------ Given passage
Testing and safety match up well when Walk Up Doc’s on the job in Codman Sq.

Dr. Stephen Tringale performing a test on a patient in the Walk Up Doc outside of Codman Square Health Center.

A new type of technology is helping physicians and health care providers at Codman Square Health Center (CSHC) test patients for COVID-19 infections more safely while lessening the pressure caused by shortages of personal protection equipment (PPE). The Walk Up Doc, a plexiglass structure akin to a telephone booth with holes cut out for arm-length rubber gloves, allows testers to administer tests for the virus without the need for masks or gowns.

The apparatus was donated to the health care center last Monday by Trigger House, a creative design company based in Portsmouth, NH, and joins a similar structure that the center acquired earlier this month with the help of Partners HealthCare. Currently, both are in use in the outdoor testing tent outside of Codman Square Health Center, where between 30 and 70 walk-in patients are being tested each day.

CSHC CEO Sandra Cotterell told the Reporter that in addition to preserving PPE resources, the booths provide a “critical” level of comfort for healthcare providers. “When COVID hit, it was apparent right out of the gate that people were concerned with their own personal safety, especially with supplies and materials being limited and safety equipment being limited. So when an opportunity presented itself, it was a no brainer to look at this as a great way to make people feel safe.”
------------
● What you will do
a) In the article about the Walk Up Doc at Codman Square Health Center, which company donated the apparatus?
b) Extend the article about the Walk Up Doc at Codman Square Health Center, picking up after its last sentence.
------ Information given
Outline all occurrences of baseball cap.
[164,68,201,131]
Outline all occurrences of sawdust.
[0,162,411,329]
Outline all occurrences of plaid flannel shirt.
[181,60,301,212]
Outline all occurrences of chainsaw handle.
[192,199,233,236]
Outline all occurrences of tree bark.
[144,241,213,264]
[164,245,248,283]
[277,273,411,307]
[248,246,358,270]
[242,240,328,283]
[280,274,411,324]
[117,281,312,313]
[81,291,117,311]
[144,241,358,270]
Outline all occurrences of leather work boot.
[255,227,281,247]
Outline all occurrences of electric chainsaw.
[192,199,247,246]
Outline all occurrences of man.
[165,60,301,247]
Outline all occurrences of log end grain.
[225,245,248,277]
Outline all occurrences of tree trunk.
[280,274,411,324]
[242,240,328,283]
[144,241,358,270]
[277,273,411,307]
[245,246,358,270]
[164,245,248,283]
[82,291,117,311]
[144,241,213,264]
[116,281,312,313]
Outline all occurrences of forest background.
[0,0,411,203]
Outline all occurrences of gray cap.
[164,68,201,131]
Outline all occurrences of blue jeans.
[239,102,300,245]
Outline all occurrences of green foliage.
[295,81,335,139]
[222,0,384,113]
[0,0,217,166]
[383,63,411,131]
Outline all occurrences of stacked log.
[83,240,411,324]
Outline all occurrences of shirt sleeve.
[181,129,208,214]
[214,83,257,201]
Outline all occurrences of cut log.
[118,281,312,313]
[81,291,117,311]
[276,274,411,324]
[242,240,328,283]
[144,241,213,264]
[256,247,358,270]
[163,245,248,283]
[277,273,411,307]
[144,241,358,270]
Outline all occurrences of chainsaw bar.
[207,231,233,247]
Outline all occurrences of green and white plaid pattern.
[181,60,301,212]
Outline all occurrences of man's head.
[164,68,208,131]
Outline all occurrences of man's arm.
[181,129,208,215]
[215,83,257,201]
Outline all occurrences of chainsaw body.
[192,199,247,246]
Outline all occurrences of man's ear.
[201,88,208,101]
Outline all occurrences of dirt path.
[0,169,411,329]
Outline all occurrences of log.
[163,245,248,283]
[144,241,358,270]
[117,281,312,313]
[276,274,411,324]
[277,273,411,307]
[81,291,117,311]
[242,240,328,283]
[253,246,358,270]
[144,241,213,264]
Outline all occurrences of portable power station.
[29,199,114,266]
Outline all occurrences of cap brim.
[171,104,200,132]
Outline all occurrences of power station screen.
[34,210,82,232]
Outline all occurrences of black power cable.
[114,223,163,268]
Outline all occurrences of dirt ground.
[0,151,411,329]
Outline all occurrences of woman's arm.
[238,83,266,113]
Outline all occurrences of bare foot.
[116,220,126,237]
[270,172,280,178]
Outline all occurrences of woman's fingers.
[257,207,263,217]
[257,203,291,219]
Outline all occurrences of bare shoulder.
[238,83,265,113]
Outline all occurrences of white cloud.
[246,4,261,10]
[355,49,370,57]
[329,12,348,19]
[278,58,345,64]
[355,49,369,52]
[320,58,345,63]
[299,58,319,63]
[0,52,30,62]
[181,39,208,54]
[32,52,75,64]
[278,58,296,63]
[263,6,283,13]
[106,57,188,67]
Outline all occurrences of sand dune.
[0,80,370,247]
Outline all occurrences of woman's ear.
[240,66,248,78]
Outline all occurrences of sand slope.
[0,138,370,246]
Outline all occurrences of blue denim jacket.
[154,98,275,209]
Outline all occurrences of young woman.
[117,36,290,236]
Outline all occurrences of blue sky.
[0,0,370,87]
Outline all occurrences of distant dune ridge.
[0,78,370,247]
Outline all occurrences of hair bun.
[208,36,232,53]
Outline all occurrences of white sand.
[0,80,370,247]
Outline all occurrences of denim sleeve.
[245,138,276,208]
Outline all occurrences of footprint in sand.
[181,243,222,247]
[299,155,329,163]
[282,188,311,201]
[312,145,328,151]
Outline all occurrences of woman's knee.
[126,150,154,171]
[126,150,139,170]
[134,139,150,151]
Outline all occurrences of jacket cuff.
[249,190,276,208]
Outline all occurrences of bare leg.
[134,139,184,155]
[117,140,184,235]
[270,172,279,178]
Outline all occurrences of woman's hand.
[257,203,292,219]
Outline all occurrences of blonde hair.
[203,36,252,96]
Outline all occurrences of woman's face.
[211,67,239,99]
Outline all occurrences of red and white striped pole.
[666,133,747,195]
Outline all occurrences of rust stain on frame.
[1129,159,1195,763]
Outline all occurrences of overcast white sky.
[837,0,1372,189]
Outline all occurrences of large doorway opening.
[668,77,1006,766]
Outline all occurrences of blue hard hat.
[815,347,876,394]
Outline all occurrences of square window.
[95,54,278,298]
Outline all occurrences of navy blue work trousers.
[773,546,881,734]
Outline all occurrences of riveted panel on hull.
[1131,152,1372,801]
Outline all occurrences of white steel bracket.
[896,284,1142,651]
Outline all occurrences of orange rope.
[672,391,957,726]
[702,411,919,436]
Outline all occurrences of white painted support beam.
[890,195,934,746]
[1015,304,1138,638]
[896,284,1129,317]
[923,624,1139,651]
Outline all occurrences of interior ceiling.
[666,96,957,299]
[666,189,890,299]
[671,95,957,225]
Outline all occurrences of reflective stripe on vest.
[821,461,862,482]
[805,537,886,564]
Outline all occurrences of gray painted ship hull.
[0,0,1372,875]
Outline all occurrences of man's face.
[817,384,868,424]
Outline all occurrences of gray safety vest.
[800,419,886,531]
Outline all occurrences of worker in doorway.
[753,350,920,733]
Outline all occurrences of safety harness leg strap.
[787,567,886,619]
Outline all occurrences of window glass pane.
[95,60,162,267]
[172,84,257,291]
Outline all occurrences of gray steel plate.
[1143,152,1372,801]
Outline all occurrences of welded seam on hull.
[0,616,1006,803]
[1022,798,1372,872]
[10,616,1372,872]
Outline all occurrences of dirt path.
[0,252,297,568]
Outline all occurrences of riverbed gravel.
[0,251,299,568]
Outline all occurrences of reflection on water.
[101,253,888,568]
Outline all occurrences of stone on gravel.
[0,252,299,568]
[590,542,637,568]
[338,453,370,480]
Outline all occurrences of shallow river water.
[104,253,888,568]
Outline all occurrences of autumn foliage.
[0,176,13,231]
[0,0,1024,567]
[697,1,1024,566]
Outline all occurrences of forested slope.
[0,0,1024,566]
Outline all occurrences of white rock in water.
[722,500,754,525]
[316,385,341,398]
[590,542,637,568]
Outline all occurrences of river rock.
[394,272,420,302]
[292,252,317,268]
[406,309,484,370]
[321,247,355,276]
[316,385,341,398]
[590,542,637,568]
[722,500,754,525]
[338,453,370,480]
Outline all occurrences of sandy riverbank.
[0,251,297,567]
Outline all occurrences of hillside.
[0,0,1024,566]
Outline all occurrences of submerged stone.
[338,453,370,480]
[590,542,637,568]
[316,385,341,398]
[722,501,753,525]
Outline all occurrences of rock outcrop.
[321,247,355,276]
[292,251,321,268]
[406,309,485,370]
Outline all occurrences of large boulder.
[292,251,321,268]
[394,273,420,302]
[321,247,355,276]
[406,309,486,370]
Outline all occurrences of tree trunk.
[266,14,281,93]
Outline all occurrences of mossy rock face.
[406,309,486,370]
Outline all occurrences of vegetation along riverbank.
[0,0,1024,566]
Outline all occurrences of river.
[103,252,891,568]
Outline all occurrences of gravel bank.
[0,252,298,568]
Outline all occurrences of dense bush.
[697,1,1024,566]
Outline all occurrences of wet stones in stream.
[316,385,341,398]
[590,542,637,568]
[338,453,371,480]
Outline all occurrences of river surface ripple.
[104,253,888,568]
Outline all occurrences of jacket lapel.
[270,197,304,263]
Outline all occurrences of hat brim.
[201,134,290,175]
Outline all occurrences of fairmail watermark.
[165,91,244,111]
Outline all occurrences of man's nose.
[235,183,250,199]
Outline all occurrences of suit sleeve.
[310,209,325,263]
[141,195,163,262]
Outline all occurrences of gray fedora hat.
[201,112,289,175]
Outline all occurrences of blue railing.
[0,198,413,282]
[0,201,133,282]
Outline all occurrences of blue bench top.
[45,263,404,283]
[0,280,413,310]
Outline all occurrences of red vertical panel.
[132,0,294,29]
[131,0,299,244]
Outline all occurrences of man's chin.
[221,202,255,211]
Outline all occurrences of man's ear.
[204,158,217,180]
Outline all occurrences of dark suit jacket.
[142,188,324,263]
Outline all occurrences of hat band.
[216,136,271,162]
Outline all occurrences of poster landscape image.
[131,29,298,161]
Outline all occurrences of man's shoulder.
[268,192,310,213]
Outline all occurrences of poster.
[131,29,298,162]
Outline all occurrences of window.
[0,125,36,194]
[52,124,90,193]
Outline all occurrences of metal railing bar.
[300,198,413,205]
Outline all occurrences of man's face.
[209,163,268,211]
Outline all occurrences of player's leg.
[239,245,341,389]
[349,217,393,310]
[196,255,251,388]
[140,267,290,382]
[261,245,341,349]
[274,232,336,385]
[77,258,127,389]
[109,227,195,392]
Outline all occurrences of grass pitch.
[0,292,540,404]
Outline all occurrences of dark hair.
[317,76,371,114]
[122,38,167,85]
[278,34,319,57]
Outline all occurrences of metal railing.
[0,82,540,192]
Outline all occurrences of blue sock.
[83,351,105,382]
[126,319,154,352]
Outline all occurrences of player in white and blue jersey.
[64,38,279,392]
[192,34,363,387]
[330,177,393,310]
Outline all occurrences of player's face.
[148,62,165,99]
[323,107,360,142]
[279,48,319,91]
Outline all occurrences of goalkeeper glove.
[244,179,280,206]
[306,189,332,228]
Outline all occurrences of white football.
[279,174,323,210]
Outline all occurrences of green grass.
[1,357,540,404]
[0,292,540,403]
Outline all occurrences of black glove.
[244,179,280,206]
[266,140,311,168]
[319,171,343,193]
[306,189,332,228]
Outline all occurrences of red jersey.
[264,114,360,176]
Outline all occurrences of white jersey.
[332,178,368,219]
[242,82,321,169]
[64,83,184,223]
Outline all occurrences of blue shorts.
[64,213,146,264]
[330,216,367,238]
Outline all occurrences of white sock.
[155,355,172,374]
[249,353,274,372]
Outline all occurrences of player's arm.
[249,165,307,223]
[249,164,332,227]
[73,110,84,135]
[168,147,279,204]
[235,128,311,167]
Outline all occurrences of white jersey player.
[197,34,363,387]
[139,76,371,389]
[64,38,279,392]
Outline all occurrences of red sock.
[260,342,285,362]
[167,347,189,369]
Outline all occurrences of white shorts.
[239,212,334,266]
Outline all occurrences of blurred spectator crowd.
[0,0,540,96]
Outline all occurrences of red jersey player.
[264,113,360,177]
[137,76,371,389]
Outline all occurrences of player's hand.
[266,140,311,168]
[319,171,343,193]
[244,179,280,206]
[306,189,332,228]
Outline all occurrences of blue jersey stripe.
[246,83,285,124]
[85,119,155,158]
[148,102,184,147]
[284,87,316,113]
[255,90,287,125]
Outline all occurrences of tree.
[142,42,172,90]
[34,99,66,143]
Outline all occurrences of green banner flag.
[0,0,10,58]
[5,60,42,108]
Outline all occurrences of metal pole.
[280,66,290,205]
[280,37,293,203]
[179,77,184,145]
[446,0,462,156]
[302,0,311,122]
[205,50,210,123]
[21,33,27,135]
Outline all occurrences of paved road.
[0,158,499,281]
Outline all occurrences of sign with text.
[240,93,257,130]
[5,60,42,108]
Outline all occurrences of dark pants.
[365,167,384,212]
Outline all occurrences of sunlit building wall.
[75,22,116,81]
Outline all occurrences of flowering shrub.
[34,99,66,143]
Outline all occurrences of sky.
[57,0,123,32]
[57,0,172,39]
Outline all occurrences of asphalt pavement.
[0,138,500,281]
------------
● Responses per task
a) Trigger House, a creative design company based in Portsmouth, NH, donated it.

b)
Lindsay Soares White, a nurse practitioner and clinical lead for the community testing tent initiative at CSHC, said the new testing booth will save 3-6 masks and gowns per day, a big boon for efforts to preserve scarce stockpiles of PPE, particularly N-95 masks, which continue to be “challenging to come by.

“It completely encloses the tester on the sides that face the patient so any particles that are put into the air during the testing procedure, like coughing or sneezing, that tester is protected,” explained Soares White. “Masks help filter those particles, and gowns help keep them off your clothes, but actual plastic booths completely block them, so it’s a higher level of safety for the tester.”

The Mass League of Community Health Centers, known as Mass League or simply “The League,” worked with Trigger House to arrange the placements of the donated Walk Up Docs, which are now in use in Codman Square as well as at a health center in Brockton. Jim Hunt, president and CEO of Mass League, said he was “impressed from the get-go” by the initiative and “social conscience” shown by the company.

Trigger House, a versatile creative design agency that builds everything from mall displays to concert rigs and television sets, has pivoted in recent weeks to making testing booths for those on the front lines of the pandemic. Hunt said he only found out about the company a week ago through a family friend.

“Their CEO, Josh Sheets, called me up and said they want to donate one of these Walk Up Docs to Codman, and that they’re delivering it today. I told him we’d look at arranging transportation, delivery, et cetera, and he said, ‘Oh, no, we’ll do all that.’ I came away from that conversation really impressed.”

Hunt, a lifelong Dorchester resident, added that he was further impressed after personally testing out the booth in Codman Square last Monday.

“It has an excellent intercom system that allows the health care provider to communicate with the patient safely, and it’s very clear and understandable; I could hear people talking in the parking lot 15 feet away.”

Testing booths like the ones created by Trigger House are quickly becoming commonplace; a similar model dubbed the “Hexapod” is currently in use at Mass General and Brigham and Women’s testing centers, and Hunt says other companies around the country are looking into purchasing and developing models of their own. He sees the Walk Up Docs and other units becoming standard at health centers and hospitals as the healthcare world adjusts to the long-term reality of the pandemic era.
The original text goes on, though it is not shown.